## WHAT YOU WILL DO
Restate word for word the lines of the entries below, starting with the line that holds "of the green" and ending with the line that holds "of the stone", and no others.

## INPUT DATA
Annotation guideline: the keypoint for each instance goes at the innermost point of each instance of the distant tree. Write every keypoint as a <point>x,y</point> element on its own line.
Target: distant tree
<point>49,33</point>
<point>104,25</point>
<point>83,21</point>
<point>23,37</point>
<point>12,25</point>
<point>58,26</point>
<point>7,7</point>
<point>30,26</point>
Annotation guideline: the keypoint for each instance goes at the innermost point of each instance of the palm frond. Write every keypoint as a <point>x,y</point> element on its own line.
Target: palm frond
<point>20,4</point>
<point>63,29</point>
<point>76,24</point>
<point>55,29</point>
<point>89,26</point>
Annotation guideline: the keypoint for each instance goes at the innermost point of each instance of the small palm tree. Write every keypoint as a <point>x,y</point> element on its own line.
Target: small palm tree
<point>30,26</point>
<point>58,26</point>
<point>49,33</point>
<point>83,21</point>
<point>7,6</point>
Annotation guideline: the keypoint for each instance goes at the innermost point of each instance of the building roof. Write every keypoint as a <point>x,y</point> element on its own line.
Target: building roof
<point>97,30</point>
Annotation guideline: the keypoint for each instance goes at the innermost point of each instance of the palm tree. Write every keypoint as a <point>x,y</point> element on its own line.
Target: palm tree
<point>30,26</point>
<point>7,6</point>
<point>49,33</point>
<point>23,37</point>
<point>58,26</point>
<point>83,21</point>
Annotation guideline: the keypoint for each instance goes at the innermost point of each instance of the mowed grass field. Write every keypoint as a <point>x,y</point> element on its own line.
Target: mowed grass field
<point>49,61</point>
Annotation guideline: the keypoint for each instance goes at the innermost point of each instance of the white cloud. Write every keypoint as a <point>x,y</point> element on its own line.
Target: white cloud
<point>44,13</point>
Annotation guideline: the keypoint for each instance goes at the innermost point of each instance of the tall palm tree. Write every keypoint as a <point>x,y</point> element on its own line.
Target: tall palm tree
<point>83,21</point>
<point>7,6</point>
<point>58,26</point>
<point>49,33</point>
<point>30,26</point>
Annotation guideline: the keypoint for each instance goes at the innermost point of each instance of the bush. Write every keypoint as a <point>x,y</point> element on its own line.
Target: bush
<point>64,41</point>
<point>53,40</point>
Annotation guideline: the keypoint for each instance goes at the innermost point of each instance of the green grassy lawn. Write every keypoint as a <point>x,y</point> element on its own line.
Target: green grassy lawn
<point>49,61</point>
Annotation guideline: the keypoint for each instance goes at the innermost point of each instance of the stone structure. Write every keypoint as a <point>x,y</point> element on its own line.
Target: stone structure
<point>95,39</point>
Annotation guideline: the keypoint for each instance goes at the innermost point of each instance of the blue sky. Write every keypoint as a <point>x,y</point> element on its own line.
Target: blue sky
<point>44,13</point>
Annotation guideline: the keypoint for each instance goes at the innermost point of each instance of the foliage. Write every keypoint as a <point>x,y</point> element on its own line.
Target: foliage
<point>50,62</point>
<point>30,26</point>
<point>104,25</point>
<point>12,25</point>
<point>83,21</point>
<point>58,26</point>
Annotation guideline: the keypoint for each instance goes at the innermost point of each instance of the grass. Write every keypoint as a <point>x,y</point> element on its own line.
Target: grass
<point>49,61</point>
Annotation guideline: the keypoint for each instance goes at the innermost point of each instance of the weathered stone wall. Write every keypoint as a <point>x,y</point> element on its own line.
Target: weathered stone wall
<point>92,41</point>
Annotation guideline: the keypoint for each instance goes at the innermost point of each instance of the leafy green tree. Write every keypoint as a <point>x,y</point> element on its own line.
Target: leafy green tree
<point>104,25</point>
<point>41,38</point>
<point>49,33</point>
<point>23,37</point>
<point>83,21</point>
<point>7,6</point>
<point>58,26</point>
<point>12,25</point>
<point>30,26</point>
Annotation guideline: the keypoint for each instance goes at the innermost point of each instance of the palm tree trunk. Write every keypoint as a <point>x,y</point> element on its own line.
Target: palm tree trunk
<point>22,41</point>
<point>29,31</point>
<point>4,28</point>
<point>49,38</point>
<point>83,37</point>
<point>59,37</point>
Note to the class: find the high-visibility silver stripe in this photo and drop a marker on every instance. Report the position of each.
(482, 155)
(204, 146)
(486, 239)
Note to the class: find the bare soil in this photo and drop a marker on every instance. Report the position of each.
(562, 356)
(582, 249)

## WRITTEN ANSWER
Annotation guideline: the keypoint for each instance goes at the innermost point of each instance of the green grassy lawn. Write every keypoint as a <point>x,y</point> element on its own line.
Target: green grassy lawn
<point>49,61</point>
Annotation guideline: the keypoint for each instance goes at the innermost point of each instance of the stone structure. Write every keypoint as a <point>x,y</point> element on its own line.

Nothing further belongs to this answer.